TASK GOAL – Reproduce exactly the lines below, starting with the line that contains "of the high-rise" and ending with the last line of the records, both included, and nothing else.

TASK DATA –
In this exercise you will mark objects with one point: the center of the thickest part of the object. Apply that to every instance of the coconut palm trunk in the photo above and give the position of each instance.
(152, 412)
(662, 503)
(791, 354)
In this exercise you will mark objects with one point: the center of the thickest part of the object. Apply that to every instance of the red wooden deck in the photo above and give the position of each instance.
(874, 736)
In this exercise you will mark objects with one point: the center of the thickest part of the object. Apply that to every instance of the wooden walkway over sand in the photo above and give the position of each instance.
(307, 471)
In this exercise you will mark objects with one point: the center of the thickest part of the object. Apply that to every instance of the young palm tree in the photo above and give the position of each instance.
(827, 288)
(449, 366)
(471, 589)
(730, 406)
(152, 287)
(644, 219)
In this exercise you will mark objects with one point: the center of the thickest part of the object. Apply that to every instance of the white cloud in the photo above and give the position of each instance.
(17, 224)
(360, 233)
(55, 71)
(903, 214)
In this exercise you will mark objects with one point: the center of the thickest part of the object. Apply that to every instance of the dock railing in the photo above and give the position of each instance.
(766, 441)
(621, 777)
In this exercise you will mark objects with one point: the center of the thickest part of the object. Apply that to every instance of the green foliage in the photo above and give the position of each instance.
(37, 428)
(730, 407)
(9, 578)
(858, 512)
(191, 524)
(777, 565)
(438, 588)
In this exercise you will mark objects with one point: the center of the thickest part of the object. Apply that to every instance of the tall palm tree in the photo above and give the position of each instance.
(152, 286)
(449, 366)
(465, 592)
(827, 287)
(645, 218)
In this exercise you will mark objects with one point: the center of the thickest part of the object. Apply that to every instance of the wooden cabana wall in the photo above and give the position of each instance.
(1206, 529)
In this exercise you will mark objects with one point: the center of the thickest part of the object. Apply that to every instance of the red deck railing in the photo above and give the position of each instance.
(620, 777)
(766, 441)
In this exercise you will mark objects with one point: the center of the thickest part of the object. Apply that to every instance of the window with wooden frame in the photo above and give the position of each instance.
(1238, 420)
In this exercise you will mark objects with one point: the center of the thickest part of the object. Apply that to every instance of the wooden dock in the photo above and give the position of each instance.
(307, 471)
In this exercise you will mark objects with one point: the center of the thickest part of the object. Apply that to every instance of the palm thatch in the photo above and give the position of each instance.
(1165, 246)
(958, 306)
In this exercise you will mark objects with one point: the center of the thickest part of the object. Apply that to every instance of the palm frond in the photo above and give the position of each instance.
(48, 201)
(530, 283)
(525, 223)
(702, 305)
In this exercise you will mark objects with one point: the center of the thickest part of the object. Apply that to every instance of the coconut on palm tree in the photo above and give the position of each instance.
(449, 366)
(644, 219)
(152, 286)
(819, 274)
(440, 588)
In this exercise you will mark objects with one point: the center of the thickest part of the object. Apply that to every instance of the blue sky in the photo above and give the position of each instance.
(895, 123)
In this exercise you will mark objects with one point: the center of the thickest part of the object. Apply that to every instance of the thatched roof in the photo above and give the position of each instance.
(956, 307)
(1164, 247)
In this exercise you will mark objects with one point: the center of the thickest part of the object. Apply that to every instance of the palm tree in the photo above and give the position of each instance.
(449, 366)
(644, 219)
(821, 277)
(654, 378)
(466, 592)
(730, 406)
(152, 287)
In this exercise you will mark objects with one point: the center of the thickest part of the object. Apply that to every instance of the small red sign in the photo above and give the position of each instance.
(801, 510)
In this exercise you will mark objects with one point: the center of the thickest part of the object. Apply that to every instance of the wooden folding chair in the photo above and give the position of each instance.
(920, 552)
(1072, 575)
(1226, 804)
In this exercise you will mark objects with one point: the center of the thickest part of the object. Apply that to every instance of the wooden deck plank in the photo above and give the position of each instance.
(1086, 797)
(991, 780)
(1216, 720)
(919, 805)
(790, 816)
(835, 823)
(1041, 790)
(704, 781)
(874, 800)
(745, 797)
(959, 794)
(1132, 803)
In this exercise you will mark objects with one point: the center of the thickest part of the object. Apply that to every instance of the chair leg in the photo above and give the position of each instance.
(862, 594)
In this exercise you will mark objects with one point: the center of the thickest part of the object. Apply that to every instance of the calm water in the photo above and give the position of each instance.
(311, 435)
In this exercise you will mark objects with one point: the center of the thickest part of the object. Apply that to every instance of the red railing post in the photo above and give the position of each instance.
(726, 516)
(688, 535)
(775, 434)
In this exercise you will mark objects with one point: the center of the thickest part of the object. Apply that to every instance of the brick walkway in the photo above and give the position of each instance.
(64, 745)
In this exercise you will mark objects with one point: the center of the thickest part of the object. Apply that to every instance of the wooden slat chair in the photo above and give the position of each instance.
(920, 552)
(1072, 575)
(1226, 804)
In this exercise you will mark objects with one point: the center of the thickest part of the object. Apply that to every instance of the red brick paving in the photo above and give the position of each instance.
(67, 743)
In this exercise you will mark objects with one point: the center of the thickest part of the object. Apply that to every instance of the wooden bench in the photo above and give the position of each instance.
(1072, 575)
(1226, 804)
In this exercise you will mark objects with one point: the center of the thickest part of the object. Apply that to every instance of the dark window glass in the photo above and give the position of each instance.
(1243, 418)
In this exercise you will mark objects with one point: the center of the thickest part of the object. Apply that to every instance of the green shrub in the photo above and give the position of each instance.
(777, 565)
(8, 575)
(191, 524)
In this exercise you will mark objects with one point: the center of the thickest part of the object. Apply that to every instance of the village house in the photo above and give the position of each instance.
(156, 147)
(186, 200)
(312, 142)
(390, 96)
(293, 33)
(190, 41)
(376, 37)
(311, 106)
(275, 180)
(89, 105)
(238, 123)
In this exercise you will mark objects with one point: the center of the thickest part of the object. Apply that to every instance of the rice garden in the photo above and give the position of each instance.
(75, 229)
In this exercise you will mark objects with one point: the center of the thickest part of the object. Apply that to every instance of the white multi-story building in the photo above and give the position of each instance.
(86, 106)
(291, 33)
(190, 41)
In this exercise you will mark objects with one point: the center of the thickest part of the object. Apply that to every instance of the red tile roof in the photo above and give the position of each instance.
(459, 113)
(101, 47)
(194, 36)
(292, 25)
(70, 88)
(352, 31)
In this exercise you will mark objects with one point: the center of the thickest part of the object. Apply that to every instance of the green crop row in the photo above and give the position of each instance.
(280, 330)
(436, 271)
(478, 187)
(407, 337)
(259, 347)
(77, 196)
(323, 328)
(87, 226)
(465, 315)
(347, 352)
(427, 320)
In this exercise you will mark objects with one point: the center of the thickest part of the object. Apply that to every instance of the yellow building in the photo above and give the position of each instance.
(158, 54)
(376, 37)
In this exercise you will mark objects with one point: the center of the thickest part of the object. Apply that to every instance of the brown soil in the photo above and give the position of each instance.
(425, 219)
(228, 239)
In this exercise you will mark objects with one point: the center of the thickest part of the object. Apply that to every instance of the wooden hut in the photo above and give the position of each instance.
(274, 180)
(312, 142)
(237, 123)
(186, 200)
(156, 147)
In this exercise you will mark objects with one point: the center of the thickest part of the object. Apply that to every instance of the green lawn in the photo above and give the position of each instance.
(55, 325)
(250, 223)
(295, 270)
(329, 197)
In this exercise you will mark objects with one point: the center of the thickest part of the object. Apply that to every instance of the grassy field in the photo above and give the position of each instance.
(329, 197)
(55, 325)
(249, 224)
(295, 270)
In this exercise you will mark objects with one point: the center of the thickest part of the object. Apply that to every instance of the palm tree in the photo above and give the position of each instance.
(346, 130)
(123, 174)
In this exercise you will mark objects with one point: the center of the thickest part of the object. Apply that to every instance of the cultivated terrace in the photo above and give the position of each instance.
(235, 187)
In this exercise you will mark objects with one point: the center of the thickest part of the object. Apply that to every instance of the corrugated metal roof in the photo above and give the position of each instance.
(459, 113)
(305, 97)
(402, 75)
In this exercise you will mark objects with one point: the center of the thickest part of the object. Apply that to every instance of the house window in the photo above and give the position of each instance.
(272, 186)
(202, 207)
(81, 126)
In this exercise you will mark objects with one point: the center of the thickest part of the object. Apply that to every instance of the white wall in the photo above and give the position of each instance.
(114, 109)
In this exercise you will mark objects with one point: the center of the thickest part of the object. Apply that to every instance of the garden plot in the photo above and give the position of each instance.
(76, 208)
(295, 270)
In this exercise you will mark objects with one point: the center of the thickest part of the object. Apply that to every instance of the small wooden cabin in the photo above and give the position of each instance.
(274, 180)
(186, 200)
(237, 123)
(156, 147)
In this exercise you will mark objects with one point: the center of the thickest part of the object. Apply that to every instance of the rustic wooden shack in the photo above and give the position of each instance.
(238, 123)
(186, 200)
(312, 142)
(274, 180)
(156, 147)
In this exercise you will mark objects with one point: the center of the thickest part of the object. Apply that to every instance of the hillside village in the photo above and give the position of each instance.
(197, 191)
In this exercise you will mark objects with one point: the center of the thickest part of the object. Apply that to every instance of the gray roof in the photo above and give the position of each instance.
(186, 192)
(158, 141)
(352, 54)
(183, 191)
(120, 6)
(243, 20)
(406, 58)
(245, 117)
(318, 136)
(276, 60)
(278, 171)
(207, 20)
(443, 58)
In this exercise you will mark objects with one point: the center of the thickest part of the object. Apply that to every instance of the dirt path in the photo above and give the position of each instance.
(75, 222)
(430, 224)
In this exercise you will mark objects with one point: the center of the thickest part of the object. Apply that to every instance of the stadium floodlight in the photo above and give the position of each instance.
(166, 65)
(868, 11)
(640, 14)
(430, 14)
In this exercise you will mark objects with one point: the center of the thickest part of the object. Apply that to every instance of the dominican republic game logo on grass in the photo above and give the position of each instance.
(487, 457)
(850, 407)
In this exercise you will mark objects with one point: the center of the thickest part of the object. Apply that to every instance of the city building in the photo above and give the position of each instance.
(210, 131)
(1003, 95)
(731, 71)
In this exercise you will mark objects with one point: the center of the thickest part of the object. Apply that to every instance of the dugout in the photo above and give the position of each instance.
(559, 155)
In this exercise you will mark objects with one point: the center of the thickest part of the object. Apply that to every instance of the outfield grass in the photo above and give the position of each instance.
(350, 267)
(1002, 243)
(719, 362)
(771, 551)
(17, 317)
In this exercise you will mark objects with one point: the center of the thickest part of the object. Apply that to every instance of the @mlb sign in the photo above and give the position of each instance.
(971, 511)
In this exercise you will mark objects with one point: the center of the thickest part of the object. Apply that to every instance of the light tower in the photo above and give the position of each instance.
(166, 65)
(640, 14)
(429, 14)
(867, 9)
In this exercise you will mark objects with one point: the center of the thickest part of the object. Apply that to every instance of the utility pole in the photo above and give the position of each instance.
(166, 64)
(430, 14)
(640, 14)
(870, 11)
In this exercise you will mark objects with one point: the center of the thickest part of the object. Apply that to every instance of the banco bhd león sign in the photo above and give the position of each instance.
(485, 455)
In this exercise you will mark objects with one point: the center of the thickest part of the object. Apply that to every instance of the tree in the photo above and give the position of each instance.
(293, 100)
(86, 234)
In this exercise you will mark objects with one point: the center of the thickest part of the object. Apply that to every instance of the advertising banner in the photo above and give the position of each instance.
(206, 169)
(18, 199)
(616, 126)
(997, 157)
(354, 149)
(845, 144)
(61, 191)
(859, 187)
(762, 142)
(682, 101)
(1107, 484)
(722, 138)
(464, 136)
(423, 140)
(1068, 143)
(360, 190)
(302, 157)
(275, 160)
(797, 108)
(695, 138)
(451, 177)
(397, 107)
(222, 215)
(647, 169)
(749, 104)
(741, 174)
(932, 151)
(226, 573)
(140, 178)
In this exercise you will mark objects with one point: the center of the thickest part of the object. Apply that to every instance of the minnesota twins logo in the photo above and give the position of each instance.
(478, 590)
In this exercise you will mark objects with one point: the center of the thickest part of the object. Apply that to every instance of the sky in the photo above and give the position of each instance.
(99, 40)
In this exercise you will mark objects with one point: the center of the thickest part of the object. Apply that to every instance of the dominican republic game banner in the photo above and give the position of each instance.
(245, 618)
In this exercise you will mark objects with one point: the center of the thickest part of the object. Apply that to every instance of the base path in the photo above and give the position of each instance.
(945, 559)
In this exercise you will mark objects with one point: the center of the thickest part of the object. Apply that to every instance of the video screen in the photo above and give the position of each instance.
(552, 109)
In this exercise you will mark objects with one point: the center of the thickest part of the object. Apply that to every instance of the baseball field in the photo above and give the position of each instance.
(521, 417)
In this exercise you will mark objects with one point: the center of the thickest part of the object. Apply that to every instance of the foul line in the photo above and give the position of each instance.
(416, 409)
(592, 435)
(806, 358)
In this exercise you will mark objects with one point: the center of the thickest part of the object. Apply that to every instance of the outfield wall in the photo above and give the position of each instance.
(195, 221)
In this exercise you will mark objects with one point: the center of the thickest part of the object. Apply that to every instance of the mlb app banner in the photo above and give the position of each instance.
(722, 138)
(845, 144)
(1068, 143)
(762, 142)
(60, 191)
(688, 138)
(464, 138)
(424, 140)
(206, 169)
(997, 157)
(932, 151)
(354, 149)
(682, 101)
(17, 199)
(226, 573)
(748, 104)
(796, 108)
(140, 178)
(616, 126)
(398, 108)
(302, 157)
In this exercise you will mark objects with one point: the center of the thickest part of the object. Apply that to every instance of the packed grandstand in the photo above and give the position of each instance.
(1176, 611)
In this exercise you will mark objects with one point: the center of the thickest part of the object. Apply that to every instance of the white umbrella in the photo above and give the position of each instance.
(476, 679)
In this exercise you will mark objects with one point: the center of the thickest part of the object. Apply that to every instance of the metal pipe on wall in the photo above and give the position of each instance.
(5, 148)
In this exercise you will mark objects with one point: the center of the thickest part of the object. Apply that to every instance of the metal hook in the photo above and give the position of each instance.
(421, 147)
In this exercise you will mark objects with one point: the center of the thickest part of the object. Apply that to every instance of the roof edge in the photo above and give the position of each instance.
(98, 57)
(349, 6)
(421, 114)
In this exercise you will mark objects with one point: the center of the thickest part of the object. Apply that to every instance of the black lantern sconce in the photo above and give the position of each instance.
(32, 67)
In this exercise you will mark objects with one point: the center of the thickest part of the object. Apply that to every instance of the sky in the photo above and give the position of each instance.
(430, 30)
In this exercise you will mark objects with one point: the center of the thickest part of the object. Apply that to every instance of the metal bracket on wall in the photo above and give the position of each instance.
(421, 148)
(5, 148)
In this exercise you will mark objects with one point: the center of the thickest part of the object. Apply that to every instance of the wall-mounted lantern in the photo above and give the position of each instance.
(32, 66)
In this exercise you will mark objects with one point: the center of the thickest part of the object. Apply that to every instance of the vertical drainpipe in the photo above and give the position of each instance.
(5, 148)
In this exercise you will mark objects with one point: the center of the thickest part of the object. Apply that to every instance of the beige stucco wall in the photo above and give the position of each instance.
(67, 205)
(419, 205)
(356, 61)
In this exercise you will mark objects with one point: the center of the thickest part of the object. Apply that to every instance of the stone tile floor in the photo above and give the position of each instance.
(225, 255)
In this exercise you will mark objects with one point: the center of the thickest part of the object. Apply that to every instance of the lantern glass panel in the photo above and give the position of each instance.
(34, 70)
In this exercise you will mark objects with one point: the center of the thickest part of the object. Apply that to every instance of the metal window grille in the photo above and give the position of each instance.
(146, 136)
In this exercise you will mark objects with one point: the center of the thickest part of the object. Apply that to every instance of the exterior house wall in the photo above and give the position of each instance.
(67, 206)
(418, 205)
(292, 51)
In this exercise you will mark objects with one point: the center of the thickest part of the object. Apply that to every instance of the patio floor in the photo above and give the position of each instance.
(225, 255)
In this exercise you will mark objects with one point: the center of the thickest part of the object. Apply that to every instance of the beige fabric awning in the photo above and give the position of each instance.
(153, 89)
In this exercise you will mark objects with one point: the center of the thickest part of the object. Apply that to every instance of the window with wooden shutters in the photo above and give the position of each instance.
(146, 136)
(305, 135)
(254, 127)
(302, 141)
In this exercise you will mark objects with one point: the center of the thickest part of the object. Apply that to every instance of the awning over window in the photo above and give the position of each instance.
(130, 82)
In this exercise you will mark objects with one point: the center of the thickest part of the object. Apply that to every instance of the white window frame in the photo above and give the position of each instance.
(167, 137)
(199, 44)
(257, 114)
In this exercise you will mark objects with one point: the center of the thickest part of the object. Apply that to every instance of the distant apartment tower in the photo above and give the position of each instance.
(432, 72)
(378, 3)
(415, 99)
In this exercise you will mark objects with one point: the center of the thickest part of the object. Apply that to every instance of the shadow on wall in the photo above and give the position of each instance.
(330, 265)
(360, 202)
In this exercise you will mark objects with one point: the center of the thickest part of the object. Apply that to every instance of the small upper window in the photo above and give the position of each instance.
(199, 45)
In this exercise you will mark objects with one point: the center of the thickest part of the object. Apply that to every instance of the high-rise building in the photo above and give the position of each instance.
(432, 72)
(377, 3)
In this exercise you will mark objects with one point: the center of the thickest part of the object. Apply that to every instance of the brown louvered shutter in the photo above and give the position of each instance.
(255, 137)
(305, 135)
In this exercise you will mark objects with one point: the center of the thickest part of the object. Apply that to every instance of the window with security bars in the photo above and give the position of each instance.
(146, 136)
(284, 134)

REPLY –
In this exercise you will mark objects with one point: the center of the thickest part of the object. Apply that to every instance of the high-rise building in the photo above and give the position of each instance.
(432, 72)
(377, 3)
In this exercise you will mark objects with one point: the center of the thickest part of the object. Apply that to every instance of the brown louvered shutter in the photo above and give the position of each instance.
(255, 137)
(305, 135)
In this exercise you will mark objects with one point: the center of the thickest part of the object. Apply that to every instance of the window with security bars in the photo above and give the position of each instance.
(146, 136)
(284, 134)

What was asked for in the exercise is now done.